TEXT EXTRACT =>
⟨
Archive for April, 2017

Jullian / Unforgettables – The Gardener, 3rd & 4th Generation – Version

Posted in Joe Gibbs, Judy Mowatt with tags , on April 30, 2017 by 1960s: Days of Rage


“The link between the Memphis based Stax label and the Kingston studio’s has always been tight. Inhouse band Booker T and the MG’s and the label’s fine catalogue of southern soul singers were very influential on the reggae scene and, if you dig deep enough, you can find a large share of Stax’ output in a Jamaican version. The love was mutual, apparently, as Stax headhoncho Al Bell visited the island quite often to vacation and visit the studios. It’s without doubt that these visits must have made an impact on the boss, but whether or not he stole, lent or borrowed the bassline of the Harry J Allstars’ ‘Liquidator’ for his Staple Singers’ “I’ll take you there” shall forever be open to debate. The court ruled ‘no’, Al Bell played the “coincidence” card, Harry J stated that mr. Bell personally took several copies off of him and this fine article on Stax even claims divine intervention. Bickering aside, though, it seems accurate to state that both scenes mutually benefitted and influenced each other. Copyright infringement and reggae unfortunately go together like chicken and rice. You don’t have to be a serious collector to encounter a label that reads ‘adopted’, when the song is clearly a cover, or, even worse, producers themselves claiming the control. Joe Gibbs was no exception, but on this release he plays fair game. Copyright-wise that is, because the singer is hiding behind pseudonyms for legal reasons. The Gardener is both credited to Jullian and The Unforgettables.
⟩
DIRECTION 1 => In the paragraph of the blog post that begins "The link between," list every song title it mentions.
DIRECTION 2 =>
Answer these questions using the blog post.
(a) On what date was it posted?
(b) How did the court rule on whether the bassline of "Liquidator" was taken?
(c) To which two names is The Gardener credited?
The listing that comes next is from a separate source and has no connection to the blog post.

DATA PROVIDED =>
⟨
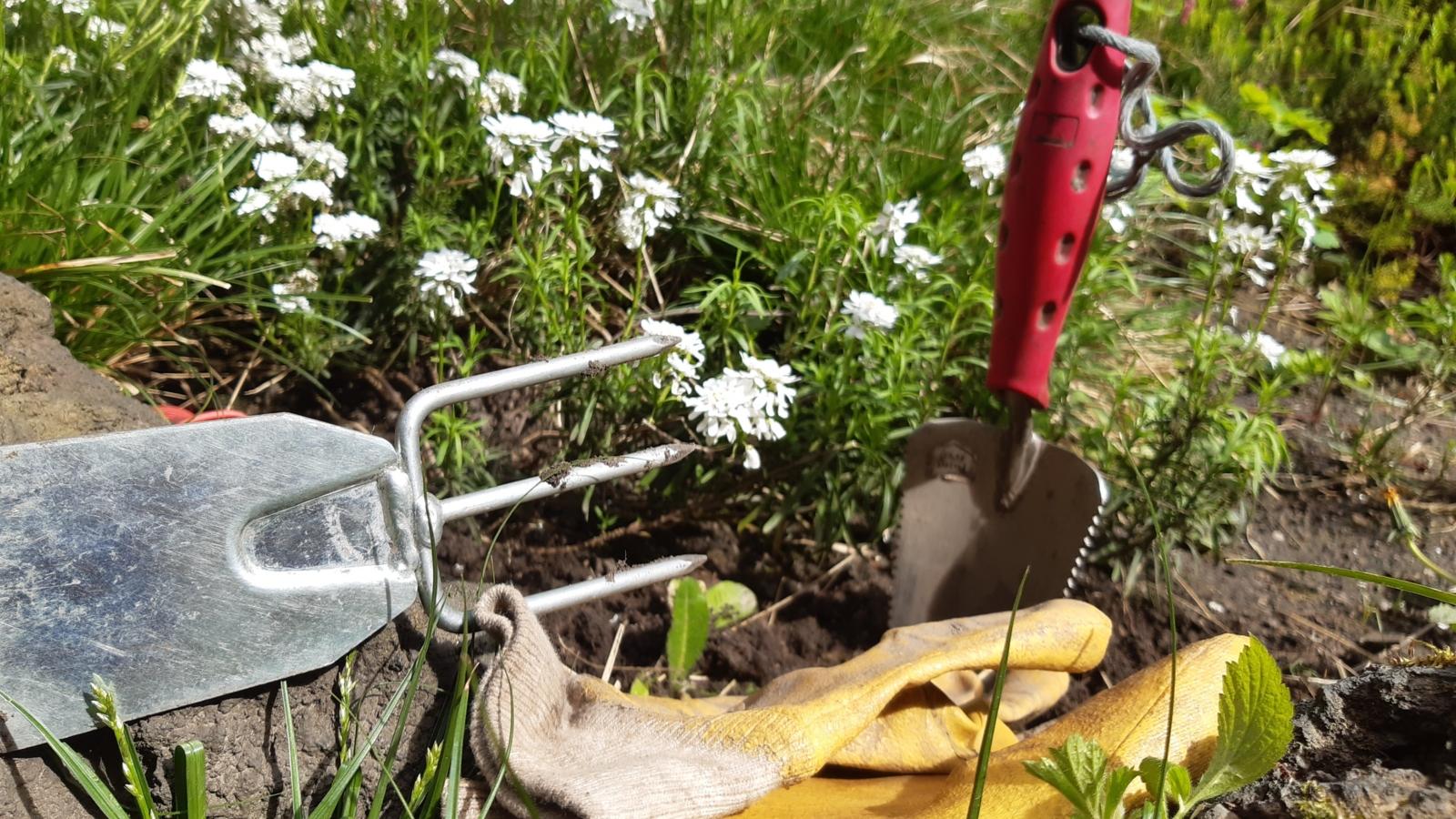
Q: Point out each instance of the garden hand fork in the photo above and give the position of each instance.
(187, 562)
⟩
WORKED SOLUTION 1 =>
- Liquidator
- I'll take you there
- The Gardener

WORKED SOLUTION 2 =>
(a) April 30, 2017
(b) The court ruled "no."
(c) Jullian and The Unforgettables